### TEXT EXCERPT
Wednesday, October 7, 2009

Restoring Trust in the News Media

Reporting the news objectively is nearly impossible. Journalists who claim to be objective are living in a dream world. There is no way Brian Williams, Katie Couric, and Charles Gibson are objective. No way.

Reporters and journalists claiming to be objective are a big reason people don't trust the news media these days. One recent national poll reported that only 55.9% of Americans surveyed expect the news media to tell them the truth. That's sad.

Here's an idea for improving trust in the news media from a guy lots of people trusted:
"I think any one worth his salt is for or against certain things. It's
going to come through if only in the selection of what goes on the air and what
goes into the wastebasket. So it seems more honest for me to call it 'Paul
Harvey News and Comment'. That way listeners know they're getting their
news from my perspective." -- Paul Harvey
I like it. Don't pretend to be objective. Be honest. Make your perspective clear. Reveal your biases and prejudices. It worked pretty well for Paul Harvey.

Tuesday, October 6, 2009


Glenn Beck is getting plenty of attention these days. It's largely because Glenn is on a mission. It resonates deep inside him. He views the mission as a duty. Glenn's mission fuels his passion, energy, excitement, creativity and commitment. It also drives his presentation. And, oh by the way, Glenn's mission also resonates with lots of other people, too.

Glenn begins nearly every episode of his program on Fox News Channel with a description of his mission. Here's an example from October 5:

"If you believe this country is great, but corruption is bringing us down,
it's time to stand. Come on and follow me.... I'm not a journalist.
I'm doing a job as a private citizen right now. It is the future of our
children and our grandchildren. So, it's a fight I ain't givin’ up.
If you're with me and you want to expose the corruption in Washington, you're
just a mom or grandparent, become a watchdog. I'm just a dad doing this
for my kids. Would you like to help?"

### SUPPLIED RECORDS
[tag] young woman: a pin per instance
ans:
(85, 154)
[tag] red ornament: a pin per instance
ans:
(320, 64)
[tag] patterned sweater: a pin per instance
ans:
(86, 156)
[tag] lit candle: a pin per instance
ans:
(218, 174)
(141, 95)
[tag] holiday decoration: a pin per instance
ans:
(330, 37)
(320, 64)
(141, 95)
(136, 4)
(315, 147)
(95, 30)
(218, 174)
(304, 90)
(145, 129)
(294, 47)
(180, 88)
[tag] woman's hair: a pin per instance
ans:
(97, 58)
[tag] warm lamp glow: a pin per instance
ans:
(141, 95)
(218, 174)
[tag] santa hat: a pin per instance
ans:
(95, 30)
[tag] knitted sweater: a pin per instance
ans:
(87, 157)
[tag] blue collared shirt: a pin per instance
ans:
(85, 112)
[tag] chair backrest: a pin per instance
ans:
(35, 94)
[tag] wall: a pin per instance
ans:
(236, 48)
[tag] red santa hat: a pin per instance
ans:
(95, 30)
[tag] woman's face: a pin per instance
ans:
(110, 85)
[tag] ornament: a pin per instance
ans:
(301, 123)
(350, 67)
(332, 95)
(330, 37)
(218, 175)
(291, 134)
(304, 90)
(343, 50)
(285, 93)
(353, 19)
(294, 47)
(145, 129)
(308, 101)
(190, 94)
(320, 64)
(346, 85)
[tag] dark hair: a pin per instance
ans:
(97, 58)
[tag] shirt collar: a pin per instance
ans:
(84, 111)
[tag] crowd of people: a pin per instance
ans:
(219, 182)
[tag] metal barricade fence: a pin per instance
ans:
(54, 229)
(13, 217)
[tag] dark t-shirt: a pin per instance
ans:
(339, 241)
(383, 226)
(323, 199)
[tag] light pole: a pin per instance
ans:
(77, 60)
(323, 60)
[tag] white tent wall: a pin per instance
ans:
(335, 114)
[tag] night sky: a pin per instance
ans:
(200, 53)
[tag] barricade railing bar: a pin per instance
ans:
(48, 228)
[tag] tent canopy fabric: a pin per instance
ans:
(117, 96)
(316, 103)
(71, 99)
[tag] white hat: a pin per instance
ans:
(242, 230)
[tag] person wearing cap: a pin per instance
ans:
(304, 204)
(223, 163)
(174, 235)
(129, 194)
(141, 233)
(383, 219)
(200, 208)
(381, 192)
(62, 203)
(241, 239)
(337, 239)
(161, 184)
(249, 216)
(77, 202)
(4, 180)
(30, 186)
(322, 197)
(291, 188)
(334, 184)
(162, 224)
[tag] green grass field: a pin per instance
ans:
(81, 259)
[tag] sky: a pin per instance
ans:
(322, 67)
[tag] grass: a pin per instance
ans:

### WORK TO DO
[1] In the blog posts on the news media, what percentage of Americans surveyed in the national poll expect the news media to tell them the truth?
[2] Write the next part of the blog posts on the news media, continuing after the Glenn Beck quote.

### OUTPUTS IN ORDER
[1] 55.9%

[2]
Glenn is not alone. Mission is one of the most important personal traits inherent in the best radio personalities. Mission is a sense of purpose beyond themselves, beyond fame and fortune. It can be as simple as "making people laugh every day" or as profound as "helping parents raise strong children". It's difficult to spend time every day with someone who is concerned only with themselves. The sense of mission helps make the best radio personalities real and durable over the long-term.

Oprah is another example of a personality on a mission who's done pretty well. Her mission is simple, but far-reaching. Oprah is dedicated to helping her viewers and listeners "live your best life". Everything Oprah does is driven by this mission. Watch her television show, read her magazine, or check out her website. "Live your best life" is everywhere.

I recently canceled my subscription to O Magazine (out of concern about over developing my feminine side). Yesterday, I received a letter from Oprah trying to convince me to renew. Here's what she wrote:

"O is a magazine designed to help you live your best life. Live your
truth. And live up to your limitless potential. O will get you to
think about your life: what is true for you; what you want, rather than just
what is wanted of you.

There's nothing we share in O that I haven't
gone through or continue to move through myself. I'm a woman in progress,
creating and striving for new dreams, new goals, new ideas. We each have
an exciting journey -- and O is nourishment for the trip. My hope is that
we can grow on our journey together -- and have fun along the way."

What's your mission? It begins with what really matters to you?

Glenn Beck fears that politicians and other people in power are corrupting the fundamental principles and values on which our country was founded. He's determined to help prevent this from happening.

Oprah is committed to discovering and living up to her full potential constantly creating and striving for new dreams, new goals, and new ideas. She's determined to live her best life and help others do the same.

Mission comes from inside you. It comes from what you do to make your life more interesting, meaningful, and fun. It comes from sharing the stuff that makes you laugh, marvel, or understand. It comes from a desire to give your listeners something each day that somehow makes their lives better.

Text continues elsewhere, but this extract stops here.